## Entries from a pointing dataset
'''

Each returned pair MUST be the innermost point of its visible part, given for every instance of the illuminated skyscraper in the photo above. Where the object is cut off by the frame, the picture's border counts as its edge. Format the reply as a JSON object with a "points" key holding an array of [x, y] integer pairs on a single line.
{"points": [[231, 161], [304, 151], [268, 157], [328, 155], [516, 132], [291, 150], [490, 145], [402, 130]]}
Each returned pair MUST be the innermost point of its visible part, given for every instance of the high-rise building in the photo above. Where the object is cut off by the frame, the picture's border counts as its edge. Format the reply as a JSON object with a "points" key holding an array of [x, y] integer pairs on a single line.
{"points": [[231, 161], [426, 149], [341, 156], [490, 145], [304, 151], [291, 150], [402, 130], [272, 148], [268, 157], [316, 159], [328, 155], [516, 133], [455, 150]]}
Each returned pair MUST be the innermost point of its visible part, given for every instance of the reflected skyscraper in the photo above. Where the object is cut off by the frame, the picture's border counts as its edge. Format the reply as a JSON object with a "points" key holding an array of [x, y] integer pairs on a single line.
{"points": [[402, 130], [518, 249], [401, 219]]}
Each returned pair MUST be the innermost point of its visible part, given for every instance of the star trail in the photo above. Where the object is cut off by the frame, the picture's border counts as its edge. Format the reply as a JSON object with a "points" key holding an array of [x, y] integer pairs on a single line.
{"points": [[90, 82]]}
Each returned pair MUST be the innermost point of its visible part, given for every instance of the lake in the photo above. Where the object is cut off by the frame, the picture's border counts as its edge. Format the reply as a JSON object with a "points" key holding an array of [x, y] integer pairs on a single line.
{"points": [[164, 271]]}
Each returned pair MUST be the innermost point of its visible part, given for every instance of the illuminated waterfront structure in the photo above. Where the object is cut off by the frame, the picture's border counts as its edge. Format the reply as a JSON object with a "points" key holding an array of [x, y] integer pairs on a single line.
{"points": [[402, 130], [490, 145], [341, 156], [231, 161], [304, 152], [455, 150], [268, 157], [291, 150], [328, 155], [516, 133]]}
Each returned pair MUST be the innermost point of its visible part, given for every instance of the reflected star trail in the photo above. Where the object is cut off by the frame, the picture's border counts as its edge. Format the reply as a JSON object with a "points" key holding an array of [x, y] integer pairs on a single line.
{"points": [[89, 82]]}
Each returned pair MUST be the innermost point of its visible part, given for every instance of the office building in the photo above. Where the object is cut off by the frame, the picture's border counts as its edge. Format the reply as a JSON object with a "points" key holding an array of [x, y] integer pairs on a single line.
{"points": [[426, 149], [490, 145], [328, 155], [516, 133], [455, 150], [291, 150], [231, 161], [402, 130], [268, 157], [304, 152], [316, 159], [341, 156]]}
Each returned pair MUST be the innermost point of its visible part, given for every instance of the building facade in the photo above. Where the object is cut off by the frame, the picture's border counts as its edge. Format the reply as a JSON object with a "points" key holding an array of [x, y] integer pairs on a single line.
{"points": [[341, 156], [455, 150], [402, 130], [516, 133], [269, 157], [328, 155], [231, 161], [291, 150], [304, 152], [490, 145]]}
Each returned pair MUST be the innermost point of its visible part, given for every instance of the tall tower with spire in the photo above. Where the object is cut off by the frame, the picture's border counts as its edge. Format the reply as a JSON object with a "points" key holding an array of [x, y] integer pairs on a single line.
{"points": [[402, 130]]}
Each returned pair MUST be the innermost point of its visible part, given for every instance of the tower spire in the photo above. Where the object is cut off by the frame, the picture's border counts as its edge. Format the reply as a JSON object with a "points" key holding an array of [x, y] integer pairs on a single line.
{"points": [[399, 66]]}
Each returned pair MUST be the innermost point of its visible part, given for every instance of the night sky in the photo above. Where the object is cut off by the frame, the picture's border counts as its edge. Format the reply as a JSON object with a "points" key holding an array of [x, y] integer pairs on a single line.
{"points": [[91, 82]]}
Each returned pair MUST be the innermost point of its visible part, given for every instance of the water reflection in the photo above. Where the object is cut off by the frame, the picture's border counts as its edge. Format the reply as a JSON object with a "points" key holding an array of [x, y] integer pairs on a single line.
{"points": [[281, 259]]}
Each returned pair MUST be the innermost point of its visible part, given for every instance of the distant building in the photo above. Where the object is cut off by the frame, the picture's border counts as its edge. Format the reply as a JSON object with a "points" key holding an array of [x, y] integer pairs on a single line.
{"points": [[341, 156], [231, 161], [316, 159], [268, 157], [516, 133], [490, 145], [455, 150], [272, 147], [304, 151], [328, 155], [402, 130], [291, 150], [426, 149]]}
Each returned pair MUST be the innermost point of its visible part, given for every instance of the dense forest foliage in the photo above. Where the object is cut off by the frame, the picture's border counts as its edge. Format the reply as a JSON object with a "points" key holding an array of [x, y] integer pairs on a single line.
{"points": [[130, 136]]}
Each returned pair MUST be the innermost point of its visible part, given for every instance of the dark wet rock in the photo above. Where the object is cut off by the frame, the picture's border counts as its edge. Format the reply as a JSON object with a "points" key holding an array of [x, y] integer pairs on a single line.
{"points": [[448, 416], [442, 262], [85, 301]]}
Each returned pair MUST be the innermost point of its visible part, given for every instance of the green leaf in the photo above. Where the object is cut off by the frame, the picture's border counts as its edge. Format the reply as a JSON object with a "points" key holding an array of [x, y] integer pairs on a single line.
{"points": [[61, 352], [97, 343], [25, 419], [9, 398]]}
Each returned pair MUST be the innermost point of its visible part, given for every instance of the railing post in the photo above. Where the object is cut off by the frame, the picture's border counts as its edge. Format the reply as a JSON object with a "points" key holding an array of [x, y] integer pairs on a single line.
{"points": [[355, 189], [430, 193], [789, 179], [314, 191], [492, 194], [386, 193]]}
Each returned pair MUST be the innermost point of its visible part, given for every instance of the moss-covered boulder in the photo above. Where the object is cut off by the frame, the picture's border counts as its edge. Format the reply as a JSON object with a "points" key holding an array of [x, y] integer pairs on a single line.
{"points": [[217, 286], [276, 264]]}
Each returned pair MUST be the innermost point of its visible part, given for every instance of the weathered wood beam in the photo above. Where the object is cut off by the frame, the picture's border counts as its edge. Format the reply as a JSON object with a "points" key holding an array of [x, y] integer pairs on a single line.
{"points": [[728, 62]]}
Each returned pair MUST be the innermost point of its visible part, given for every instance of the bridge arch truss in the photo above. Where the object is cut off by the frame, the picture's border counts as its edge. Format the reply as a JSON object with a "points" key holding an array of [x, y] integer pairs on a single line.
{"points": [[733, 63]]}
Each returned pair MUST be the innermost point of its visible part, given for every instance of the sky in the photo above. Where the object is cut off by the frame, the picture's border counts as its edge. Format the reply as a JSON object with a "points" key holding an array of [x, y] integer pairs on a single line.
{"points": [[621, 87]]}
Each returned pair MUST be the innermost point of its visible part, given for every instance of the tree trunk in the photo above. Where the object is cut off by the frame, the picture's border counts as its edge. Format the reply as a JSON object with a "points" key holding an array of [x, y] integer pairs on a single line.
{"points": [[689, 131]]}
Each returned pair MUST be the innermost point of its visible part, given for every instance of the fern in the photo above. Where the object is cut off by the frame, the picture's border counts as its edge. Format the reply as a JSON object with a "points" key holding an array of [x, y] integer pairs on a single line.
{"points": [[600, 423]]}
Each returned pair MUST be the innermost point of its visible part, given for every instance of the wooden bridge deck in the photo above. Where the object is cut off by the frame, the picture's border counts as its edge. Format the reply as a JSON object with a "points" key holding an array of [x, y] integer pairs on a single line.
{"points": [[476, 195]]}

'''

## WHAT IS NEEDED
Rewrite all of the material with each "innermost point" changed to "most central point", leaving every other word as it is.

## SOLUTION TO THE PROBLEM
Each returned pair MUST be the most central point of its visible part, given for every instance of the illuminated skyscraper in the photo above. Where the object is cut off by the frame, the picture's border counts as its edge. Format the reply as a JSON object with a "points" key holding an array of [x, y] integer pairs on a single line.
{"points": [[231, 161], [304, 151], [268, 157], [328, 155], [516, 132], [291, 150], [490, 145], [402, 130]]}
Each returned pair MUST be the most central point of its visible part, given for every instance of the high-rise building in the photo above. Where the object is cut off by the frame, the picture's border counts as its edge. Format the reply as a JSON object with a "points" key holding an array of [x, y] integer pairs on a single line.
{"points": [[231, 161], [426, 149], [341, 156], [490, 145], [304, 151], [291, 150], [402, 130], [272, 148], [268, 157], [316, 159], [328, 155], [516, 133], [455, 150]]}
Each returned pair MUST be the most central point of its visible part, given for every instance of the reflected skyscraper in the photo above. Where the object is cut off by the frame, the picture's border counts as its edge. Format the reply as a JSON object with a "points" key holding an array of [x, y] integer pairs on a single line.
{"points": [[402, 130], [518, 249], [401, 219]]}
Each returned pair MUST be the most central point of its visible part, given for every instance of the star trail in the photo above. Where the object is cut off by the frame, the picture's border counts as its edge. Format the reply as a JSON object with a "points" key holding an array of [x, y] integer pairs on a single line.
{"points": [[90, 82]]}
Each returned pair MUST be the most central point of its visible part, given for every instance of the lake in the photo above. Where the object is cut off by the frame, the picture's border counts as its edge. Format the reply as a JSON object with a "points" key holding an array of [x, y] integer pairs on a single line.
{"points": [[164, 271]]}
Each returned pair MUST be the most central point of its visible part, given for every instance of the illuminated waterfront structure in the photo above. Where the object is cut off by the frame, the picture's border counts as its edge. Format the reply as a JSON object with a "points" key holding an array of [x, y] integer pairs on a single line.
{"points": [[402, 130], [490, 145], [341, 156], [231, 161], [304, 152], [455, 150], [268, 157], [291, 150], [328, 155], [516, 133]]}
Each returned pair MUST be the most central point of its visible part, given for every instance of the reflected star trail in the photo above. Where the object is cut off by the frame, the picture's border counts as its edge. Format the reply as a JSON object with a "points" key holding an array of [x, y] integer pairs on a single line.
{"points": [[89, 82]]}
Each returned pair MUST be the most central point of its visible part, given for every instance of the office building in the photo above. Where the object is cut off by the frame, the picture's border counts as its edge. Format the reply as a JSON object with a "points" key holding an array of [x, y] integer pairs on a single line.
{"points": [[426, 149], [490, 145], [328, 155], [516, 133], [455, 150], [291, 150], [231, 161], [402, 130], [268, 157], [304, 152], [316, 159], [341, 156]]}
Each returned pair MUST be the most central point of its visible part, given for every instance of the building facade in the photo above. Where the object is cut off by the frame, the picture's border counts as its edge. Format the reply as a JSON object with a "points" key holding an array of [x, y] integer pairs on a single line.
{"points": [[341, 156], [455, 150], [402, 130], [516, 133], [269, 157], [328, 155], [231, 161], [291, 150], [304, 152], [490, 145]]}
Each returned pair MUST be the most central point of its visible part, given for every instance of the tall tower with spire in the photo above. Where the object is cut off by the frame, the picture's border counts as its edge. Format the reply as a JSON object with a "points" key holding an array of [x, y] integer pairs on a single line.
{"points": [[402, 130]]}
Each returned pair MUST be the most central point of its visible part, given for every instance of the tower spire in the photo above. Where the object is cut off by the frame, the picture's border counts as its edge. Format the reply as a JSON object with a "points" key holding an array of [x, y] integer pairs on a single line.
{"points": [[399, 66]]}
Each returned pair MUST be the most central point of its visible part, given for every instance of the night sky in the photo above. Where the object is cut off by the frame, the picture's border counts as its edge. Format the reply as a JSON object with a "points" key holding an array of [x, y] integer pairs on a single line.
{"points": [[91, 82]]}
Each returned pair MUST be the most central point of its visible part, given for every instance of the water reflection in the photo above. Where the object is cut off by the frame, the picture's border counts as its edge. Format the reply as a JSON object with a "points" key holding an array of [x, y] integer pairs on a single line.
{"points": [[281, 259]]}
Each returned pair MUST be the most central point of its visible part, given for every instance of the distant building in the photo above. Where the object is cut off by the frame, the picture's border counts as its edge. Format the reply as a JSON object with a "points" key holding an array of [x, y] integer pairs on a single line.
{"points": [[341, 156], [231, 161], [316, 159], [268, 157], [516, 133], [490, 145], [455, 150], [272, 147], [304, 151], [328, 155], [402, 130], [291, 150], [426, 149]]}
Each returned pair MUST be the most central point of its visible part, given for every instance of the dense forest foliage in the photo above. Where the object is cut off by the frame, the picture's border counts as its edge. Format the reply as a JSON object with a "points" key holding an array of [x, y] integer pairs on a single line.
{"points": [[130, 136]]}
Each returned pair MUST be the most central point of its visible part, given for every instance of the dark wet rock in the photo above. Where the object is cut off by the frame, the picture's border counts as its edge. Format the reply as a JSON object with a "points" key holding an array of [x, y] integer pairs on a single line.
{"points": [[448, 416], [442, 262], [85, 301]]}
Each returned pair MUST be the most central point of its visible part, given for every instance of the green leaf in the photo above. Where the object is cut off by the frame, the picture's border counts as its edge. Format the reply as a JSON object with a "points" key holding an array of [x, y] integer pairs on a single line.
{"points": [[61, 352], [97, 343], [25, 419], [9, 398]]}
Each returned pair MUST be the most central point of its visible part, given for every instance of the railing post in the photo above. Where the object is cut off by the frame, the picture's border counts as its edge. Format the reply as a JSON object with a "points" key holding an array of [x, y] integer pairs on a single line.
{"points": [[355, 189], [430, 193], [789, 179], [314, 191], [492, 194], [386, 193]]}
Each returned pair MUST be the most central point of its visible part, given for every instance of the moss-covered boulder in the photo above. Where the object is cut off by the frame, the picture's border counts as its edge. Format the reply as a JSON object with a "points" key holding an array of [x, y] integer pairs on a single line.
{"points": [[217, 286], [276, 264]]}
Each returned pair MUST be the most central point of its visible part, given for every instance of the weathered wood beam in the photo above. Where the object is cut off by the frame, the picture's border counts as its edge. Format the reply as a JSON object with a "points" key holding an array of [x, y] integer pairs on a single line.
{"points": [[728, 62]]}
Each returned pair MUST be the most central point of its visible part, given for every instance of the bridge arch truss in the photo above. Where the object is cut off by the frame, the picture's border counts as its edge. Format the reply as a JSON object with a "points" key holding an array of [x, y] integer pairs on a single line.
{"points": [[733, 63]]}
Each returned pair MUST be the most central point of its visible part, given for every instance of the sky in the photo above. Where the object is cut off by the frame, the picture's border counts as its edge. Format the reply as a JSON object with a "points" key holding an array of [x, y] integer pairs on a single line.
{"points": [[621, 87]]}
Each returned pair MUST be the most central point of its visible part, given for every instance of the tree trunk in the photo above. Where the object is cut off by the frame, the picture's border counts as its edge. Format the reply as a JSON object with a "points" key holding an array of [x, y] integer pairs on a single line.
{"points": [[689, 131]]}
Each returned pair MUST be the most central point of its visible part, given for every instance of the fern in the photo above. Where the object is cut off by the frame, the picture's border counts as its edge. Format the reply as a JSON object with a "points" key holding an array of [x, y] integer pairs on a single line.
{"points": [[600, 423]]}
Each returned pair MUST be the most central point of its visible part, given for every instance of the wooden bridge deck in the photo above. Where the object is cut off by the frame, the picture's border counts as its edge. Format the reply as a JSON object with a "points" key holding an array of [x, y] integer pairs on a single line.
{"points": [[476, 195]]}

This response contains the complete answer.